**作業内容**
提供テキストによると、金融庁長官が権限の一部を財務局長に委任できるとされているのはなぜか、1〜3文で説明してください。

**提供テキスト**

· · ·

銀行法第59条第2項では、金融庁長官は権限の一部を財務局長(財務支局長を含む)に委任することができると規定されている。これは金融庁自体に地方支分部局がないため、発足の際の母体となった財務省の地方支分部局に委ねているためである。この規定に基づき、銀行法施行令第17条の2第1項では個別の権限を列挙して(銀行業の免許、銀行の合併等、経営の基本的事項以外は全部)長官権限を財務局長に委任しているが、同条第4項により、金融庁長官の指定するものには適用しない、換言すれば、金融庁長官の指定した金融機関については財務局長に委任せず金融庁長官自身が権限を行使することと規定された。

· · ·

**保存データ**
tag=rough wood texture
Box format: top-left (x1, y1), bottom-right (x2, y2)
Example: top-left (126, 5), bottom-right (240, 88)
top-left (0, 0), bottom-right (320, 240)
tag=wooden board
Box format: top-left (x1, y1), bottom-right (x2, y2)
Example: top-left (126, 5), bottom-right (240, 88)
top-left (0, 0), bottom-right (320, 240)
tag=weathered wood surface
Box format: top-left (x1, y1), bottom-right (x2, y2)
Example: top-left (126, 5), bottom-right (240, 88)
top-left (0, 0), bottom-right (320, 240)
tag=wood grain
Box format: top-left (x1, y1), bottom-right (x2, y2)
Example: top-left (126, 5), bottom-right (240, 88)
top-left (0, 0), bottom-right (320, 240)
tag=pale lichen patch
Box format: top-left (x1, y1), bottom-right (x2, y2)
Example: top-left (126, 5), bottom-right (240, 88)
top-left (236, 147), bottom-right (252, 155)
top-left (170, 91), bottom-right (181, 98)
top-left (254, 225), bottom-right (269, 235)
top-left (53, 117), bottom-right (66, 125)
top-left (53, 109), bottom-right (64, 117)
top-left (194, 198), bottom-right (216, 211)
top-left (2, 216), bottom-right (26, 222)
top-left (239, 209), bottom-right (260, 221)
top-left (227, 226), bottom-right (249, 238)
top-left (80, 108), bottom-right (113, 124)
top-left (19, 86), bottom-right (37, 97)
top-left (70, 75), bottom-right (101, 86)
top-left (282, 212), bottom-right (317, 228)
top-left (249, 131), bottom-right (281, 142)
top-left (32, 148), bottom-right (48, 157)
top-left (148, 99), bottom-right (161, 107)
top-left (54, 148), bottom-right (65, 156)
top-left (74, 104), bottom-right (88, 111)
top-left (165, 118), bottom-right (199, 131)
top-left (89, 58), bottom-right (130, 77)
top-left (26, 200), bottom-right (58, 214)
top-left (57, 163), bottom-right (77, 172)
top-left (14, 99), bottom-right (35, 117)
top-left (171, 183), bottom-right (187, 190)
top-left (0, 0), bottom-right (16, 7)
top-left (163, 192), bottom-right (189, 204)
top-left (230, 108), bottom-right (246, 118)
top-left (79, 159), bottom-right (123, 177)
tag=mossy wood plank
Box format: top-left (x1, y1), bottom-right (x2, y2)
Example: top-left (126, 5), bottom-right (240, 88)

· · ·

**作業結果**
金融庁自体には地方支分部局がないためである。そのため、金融庁発足の際の母体となった財務省の地方支分部局に権限の一部を委ねている。